Your answer should be the full listing, copied word for word.

·····

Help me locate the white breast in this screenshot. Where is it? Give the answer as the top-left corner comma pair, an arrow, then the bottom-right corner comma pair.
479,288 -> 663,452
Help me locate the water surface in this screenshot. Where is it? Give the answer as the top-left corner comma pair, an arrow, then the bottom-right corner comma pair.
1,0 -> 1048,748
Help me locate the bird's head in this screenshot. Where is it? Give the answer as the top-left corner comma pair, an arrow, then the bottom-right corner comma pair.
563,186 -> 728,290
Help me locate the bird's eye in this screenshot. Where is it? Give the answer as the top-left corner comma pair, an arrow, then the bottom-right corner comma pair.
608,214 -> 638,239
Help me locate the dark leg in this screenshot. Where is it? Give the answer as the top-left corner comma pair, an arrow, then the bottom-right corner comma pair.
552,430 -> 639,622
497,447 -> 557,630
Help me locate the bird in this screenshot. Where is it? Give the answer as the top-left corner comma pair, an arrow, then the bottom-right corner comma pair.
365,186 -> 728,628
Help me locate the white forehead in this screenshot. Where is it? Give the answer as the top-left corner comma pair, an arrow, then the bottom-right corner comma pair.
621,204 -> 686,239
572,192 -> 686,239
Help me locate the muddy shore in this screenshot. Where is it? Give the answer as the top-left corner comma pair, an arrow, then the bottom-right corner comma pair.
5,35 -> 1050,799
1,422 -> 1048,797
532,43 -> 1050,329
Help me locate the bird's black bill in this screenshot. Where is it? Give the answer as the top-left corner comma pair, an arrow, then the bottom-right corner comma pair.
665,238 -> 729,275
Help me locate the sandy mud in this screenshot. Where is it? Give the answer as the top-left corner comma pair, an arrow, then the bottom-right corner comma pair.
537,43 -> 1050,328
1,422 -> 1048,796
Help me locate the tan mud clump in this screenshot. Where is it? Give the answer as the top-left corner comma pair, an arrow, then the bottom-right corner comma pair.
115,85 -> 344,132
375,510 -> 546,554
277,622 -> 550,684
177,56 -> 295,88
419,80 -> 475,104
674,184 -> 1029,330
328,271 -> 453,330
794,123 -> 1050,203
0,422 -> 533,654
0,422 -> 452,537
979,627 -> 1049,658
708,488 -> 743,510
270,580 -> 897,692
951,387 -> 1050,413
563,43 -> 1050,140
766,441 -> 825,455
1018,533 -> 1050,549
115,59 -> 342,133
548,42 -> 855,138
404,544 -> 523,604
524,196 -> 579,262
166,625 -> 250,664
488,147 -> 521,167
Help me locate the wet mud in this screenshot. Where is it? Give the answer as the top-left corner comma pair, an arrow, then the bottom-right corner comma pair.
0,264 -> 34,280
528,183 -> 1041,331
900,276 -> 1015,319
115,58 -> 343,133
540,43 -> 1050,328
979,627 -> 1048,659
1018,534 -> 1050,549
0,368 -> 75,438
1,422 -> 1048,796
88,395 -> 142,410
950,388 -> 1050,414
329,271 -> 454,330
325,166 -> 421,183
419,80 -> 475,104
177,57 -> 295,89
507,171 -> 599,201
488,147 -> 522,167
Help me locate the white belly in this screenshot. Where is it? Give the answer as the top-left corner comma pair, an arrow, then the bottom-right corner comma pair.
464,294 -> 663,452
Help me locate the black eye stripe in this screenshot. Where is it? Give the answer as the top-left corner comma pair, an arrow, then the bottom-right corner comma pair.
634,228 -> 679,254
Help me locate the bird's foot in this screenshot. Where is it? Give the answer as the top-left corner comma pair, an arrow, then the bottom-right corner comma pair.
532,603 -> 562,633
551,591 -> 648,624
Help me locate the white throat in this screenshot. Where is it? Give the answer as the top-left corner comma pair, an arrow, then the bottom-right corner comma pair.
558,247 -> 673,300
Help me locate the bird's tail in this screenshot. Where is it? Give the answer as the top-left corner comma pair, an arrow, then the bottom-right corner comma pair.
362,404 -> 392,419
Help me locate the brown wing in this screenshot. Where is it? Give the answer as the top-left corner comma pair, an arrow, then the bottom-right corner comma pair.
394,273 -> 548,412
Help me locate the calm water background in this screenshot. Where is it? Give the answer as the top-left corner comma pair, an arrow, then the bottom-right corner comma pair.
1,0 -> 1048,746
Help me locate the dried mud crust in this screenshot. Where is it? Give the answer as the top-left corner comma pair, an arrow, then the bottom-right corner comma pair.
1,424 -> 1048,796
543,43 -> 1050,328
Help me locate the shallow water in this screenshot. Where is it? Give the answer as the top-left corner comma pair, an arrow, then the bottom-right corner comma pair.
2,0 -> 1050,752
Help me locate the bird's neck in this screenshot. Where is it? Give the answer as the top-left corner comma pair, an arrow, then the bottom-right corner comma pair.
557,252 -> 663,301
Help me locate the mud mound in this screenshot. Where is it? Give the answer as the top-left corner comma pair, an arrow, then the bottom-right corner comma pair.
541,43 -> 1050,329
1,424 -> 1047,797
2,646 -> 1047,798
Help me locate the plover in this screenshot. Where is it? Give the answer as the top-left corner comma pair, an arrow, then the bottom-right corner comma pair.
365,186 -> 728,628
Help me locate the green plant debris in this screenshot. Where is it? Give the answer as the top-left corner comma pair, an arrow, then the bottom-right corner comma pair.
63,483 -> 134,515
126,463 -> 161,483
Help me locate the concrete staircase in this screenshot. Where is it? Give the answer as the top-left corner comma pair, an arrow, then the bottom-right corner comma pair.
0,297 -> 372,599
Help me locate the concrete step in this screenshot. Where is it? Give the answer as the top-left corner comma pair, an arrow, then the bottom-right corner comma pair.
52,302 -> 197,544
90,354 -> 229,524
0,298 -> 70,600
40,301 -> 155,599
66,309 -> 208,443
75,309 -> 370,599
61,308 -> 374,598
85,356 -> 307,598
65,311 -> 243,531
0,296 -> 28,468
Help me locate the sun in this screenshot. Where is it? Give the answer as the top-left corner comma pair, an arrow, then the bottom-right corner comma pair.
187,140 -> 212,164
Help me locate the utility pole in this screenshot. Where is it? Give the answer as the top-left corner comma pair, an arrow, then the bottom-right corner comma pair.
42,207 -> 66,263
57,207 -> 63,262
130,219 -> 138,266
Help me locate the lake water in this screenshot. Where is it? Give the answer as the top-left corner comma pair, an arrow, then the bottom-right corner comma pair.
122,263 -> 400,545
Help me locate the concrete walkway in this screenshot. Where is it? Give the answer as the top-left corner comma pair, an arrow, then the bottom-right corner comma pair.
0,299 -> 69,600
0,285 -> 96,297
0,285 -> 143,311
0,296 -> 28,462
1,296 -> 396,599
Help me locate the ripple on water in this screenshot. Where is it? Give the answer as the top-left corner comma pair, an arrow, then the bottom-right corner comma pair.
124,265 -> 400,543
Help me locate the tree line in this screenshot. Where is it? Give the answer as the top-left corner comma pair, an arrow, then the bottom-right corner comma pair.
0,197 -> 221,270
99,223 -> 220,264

·····

Answer:
Help me locate the white breast in this screenshot. Where is it? Give the answer as the top-left corner comma pair, an arrow, then the bottom-right corner comma pair.
479,288 -> 663,452
Help me locate the water surface in this screenshot. Where is it? Give the answer as the top-left corner comma pair, an arrow, then the bottom-right corner comma pair.
1,0 -> 1048,748
Help me locate the bird's head in this screenshot. Where is it? Give the answer as the top-left corner comma pair, an arrow, then the bottom-right corner comma pair.
563,186 -> 728,290
Help me locate the bird's eye in this screenshot. Where is it? Give the answer as the top-left corner comma pair, an arrow, then the bottom-right corner comma pair.
608,214 -> 638,239
Help me locate the dark leg in this screenshot. Where is it? Give the answer as the top-left corner comma pair, an arrow, then the bottom-right corner comma pair.
552,430 -> 639,622
497,447 -> 557,630
Help me locate the bird in this screenshot. Where is it? Give the answer as the top-left corner comma pair, an arrow, then the bottom-right corner comma pair.
365,186 -> 728,628
Help me locate the white forehead in this screenshot. Where is it? Give the answer as the top-left corner comma pair, an arrow, then the bottom-right corner comma pair.
621,204 -> 686,239
572,192 -> 686,239
Help me locate the muddy shore in this screenshot. Where is it? Give the answer as the top-left corner comma pair, an arrow, then the bottom-right corner comma pair.
5,35 -> 1050,799
1,422 -> 1048,797
532,43 -> 1050,329
Help me locate the bird's black bill in this screenshot. Where is it? Give the answer as the top-left corner comma pair, an arrow, then the bottom-right corner comma pair.
665,238 -> 729,275
Help me locate the sandy mud in this screenshot. Where is it? Give the answer as the top-left corner comma pair, an arrow, then the bottom-right corner comma pair.
537,43 -> 1050,328
1,422 -> 1048,796
Help me locate the tan mud clump in this screenshot. Where is it? Give the answer as the top-left corner comma pair, an arrow, then the bottom-right corner comma pair.
115,85 -> 344,132
375,510 -> 546,554
277,622 -> 550,684
177,56 -> 295,88
419,80 -> 475,104
674,184 -> 1029,330
328,271 -> 453,330
794,123 -> 1050,203
0,422 -> 533,654
0,422 -> 452,537
979,627 -> 1049,658
708,488 -> 743,510
270,580 -> 897,692
951,387 -> 1050,413
563,43 -> 1050,140
766,441 -> 825,455
1018,533 -> 1050,549
115,59 -> 342,133
548,42 -> 855,138
404,544 -> 523,604
524,196 -> 579,262
166,625 -> 250,664
488,147 -> 521,167
Help me locate the wet mud in this screenshot. Where is it? Give the answer as the top-left corner comma pair, an arrow, then the bottom-right corner comma pair.
0,264 -> 34,280
528,183 -> 1041,331
900,276 -> 1015,319
115,58 -> 343,133
540,43 -> 1050,328
979,627 -> 1048,659
1018,534 -> 1050,549
0,368 -> 75,438
1,422 -> 1048,796
88,395 -> 142,410
950,388 -> 1050,414
329,271 -> 454,330
325,166 -> 421,183
419,80 -> 475,104
177,57 -> 295,89
507,171 -> 599,201
488,147 -> 522,167
Help me locate the white belly in this screenshot. Where is it? Give the answer as the top-left corner comma pair, an arrow, then the bottom-right corner comma pair.
464,294 -> 663,452
Help me locate the black eye stripe in this screenshot. Where is it? Give the answer as the top-left corner comma pair, an arrow, then the bottom-right corner comma pair.
634,228 -> 679,254
Help me locate the bird's foot in this screenshot. Where is it? Give the answer as the top-left corner comma pair, an arrow, then the bottom-right corner comma pair.
532,603 -> 562,633
551,591 -> 648,624
Help me locate the white throat in this screenshot. Where is it? Give the answer as the top-left corner comma pair, an arrow, then the bottom-right corner comma pair.
558,247 -> 673,300
Help me locate the bird's tail in this screenshot. Where is it? Give the answer as the top-left corner comma pair, an arrow, then the bottom-right corner comma pair.
362,404 -> 392,419
Help me locate the brown wing in this screenshot. Where is it? Give the answer as the top-left corner comma pair, an arrow, then the bottom-right corner comma pair.
394,273 -> 548,412
Help me locate the calm water background in this screenshot. Where is it? Give the answer as the top-left corner comma pair, an arrow, then the bottom-right corner comma pair.
1,0 -> 1048,746
Help me locate the dried mud crust in this screenshot. Where is it? Give the answer as the top-left corner comma pair, an arrow, then the bottom-right corner comma pair.
1,424 -> 1048,796
543,43 -> 1050,328
Help me locate the shallow water in this screenshot. Where is it? Give the answer as the top-left corner comma pair, an arrow, then the bottom-right corner comma pair.
2,0 -> 1050,752
Help me locate the bird's neck in this screenshot. Where is it? Give the answer as the top-left corner comma pair, an arrow, then the bottom-right corner comma pair.
557,252 -> 663,301
Help me locate the mud mound in this screenshot. Where is it? Give the answer as the top-left corner comma pair, an arrow, then the bottom-right corner comma pair.
541,43 -> 1050,329
1,424 -> 1047,797
2,646 -> 1047,798
Help me locate the plover in this screenshot. Where is it? Give the answer as the top-left corner comma pair, an arrow, then the bottom-right corner comma pair.
365,186 -> 728,628
Help me locate the green plant debris in this screenshot. Where is it? Give the answer as the top-left corner comma pair, an arrow, then the bottom-right corner comma pair.
63,483 -> 134,515
126,463 -> 161,483
Help me locate the concrete staircase in this screenshot. Where is it? Give the answer as the top-left corner comma pair, an arrow, then the bottom-right corner comma pair.
0,297 -> 372,599
Help me locate the concrete step in this screenshot. Where is it? Give the answer as the top-left corner comma pair, an arrow, then the bottom-right corner comma pair.
52,302 -> 197,544
90,354 -> 229,524
0,298 -> 70,600
40,301 -> 155,599
66,309 -> 208,443
75,309 -> 370,599
61,308 -> 374,598
85,356 -> 307,598
65,311 -> 243,531
0,296 -> 28,468
Help me locate the sun in this screenshot. Where is it? Give the answer as the top-left corner comma pair, an arrow, then the bottom-right corner comma pair.
187,140 -> 212,164
Help me locate the utility pole in this screenshot. Where is it? Give the answer as the top-left corner comma pair, an arrow, then the bottom-right corner comma pair.
42,207 -> 66,263
57,207 -> 63,262
130,219 -> 138,266
Help me locate the lake water in this screenshot. Where is it? Give the answer as the top-left corner comma pair, an arrow, then the bottom-right corner comma pair.
122,263 -> 400,545
Help me locate the concrete walkway in this screenshot. Where is it? Give the answer as the top-left corner comma pair, an arrow, then the bottom-right corner comma pair.
0,299 -> 69,600
0,285 -> 96,297
0,285 -> 143,311
0,296 -> 28,462
1,296 -> 396,599
Help me locate the ripple on water in this screenshot. Where is it? Give the answer as the top-left corner comma pair, an arrow, then the bottom-right corner comma pair.
124,265 -> 400,543
Help me locate the tree line in this screenshot. Where is it? Give the answer as the top-left corner comma pair, an arrow, then the bottom-right corner comma pair.
0,197 -> 221,270
99,223 -> 220,264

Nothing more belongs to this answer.